The Orem Republican is questioning the accuracy and motivation behind the estimate made public this week by the Legislative Fiscal Analysts Office.

Fiscal analysts released figures showing it would cost local governments $5.3 million to $11.3 million annually to detain and verify the status of people suspected to be in the country illegally. The Utah League of Cities and Towns supplied legislative number crunchers data used to reach the estimates.

"If $11.3 Million dollars is the true cost, then the problem is much larger than even I thought it was," Sandstrom said in news release late Tuesday. "This practice of attaching large fiscal notes for bills they do not like and no fiscal notes to bills they agree with must end."

He called the estimate a veiled attempt to defeat his bill.

The league has not taken a position for or against the legislation. Executive director Ken Bullock said Sandstrom didn't like the outcome of the fiscal analysis so he's crying wolf.

"I think it's just posturing and pandering to a constituency he's trying to get excited about this," he said.

The proposed law would require local police agencies to verify the legal status of people detained for other offenses if the officer has "reasonable suspicion" they are in the country illegally. Those found to have a criminal record would be referred to U.S. Immigration and Customs Enforcement. Those with a clean background would be fingerprinted, photographed and released.

A police chief in one city said it would take an officer about 3 ½ hours to process someone in that scenario, taking them away from other public safety tasks.

In a meeting Monday with city and county officials, Sandstrom said he sees it more like a routine traffic stop and other duties police perform daily to enforce the law.

"I don't understand how that can be an additional cost," he said.

Bullock said the figures were arrived at by surveying police chief statewide. "It's a very conservative number," he said. "We're not trying to gouge anything."

The House Law Enforcement and Criminal Justice Committee was scheduled to hear Sandstrom's HB70 Wednesday at 4 p.m., but the agenda was revised to exclude it.

- Recorded information
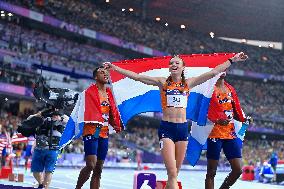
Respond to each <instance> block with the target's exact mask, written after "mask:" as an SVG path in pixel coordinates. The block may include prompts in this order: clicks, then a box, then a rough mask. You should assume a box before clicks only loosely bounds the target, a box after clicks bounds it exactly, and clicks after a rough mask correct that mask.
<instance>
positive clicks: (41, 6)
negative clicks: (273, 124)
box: [9, 0, 284, 75]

- Assigned task 1
In the news item about the fiscal estimate, which organization supplied the data that legislative analysts used to reach their figures?
- Assigned task 2
Render the lines of the records as a JSON list of strings, one string per line, skipping blank lines and leaving out the pictures.

- Exercise output 1
The Utah League of Cities and Towns.

- Exercise output 2
[
  "Respond to each <instance> block with the target's exact mask, written after \"mask:\" as an SVG path in pixel coordinates. The block may include prompts in this order: clicks, then a box, then a rough mask. You should assume a box before clicks only loosely bounds the target, a box after clicks bounds it exactly, and clicks after a rough mask correct that mask.",
  "<instance>",
  "positive clicks: (41, 6)",
  "negative clicks: (273, 124)",
  "box: [9, 0, 284, 75]"
]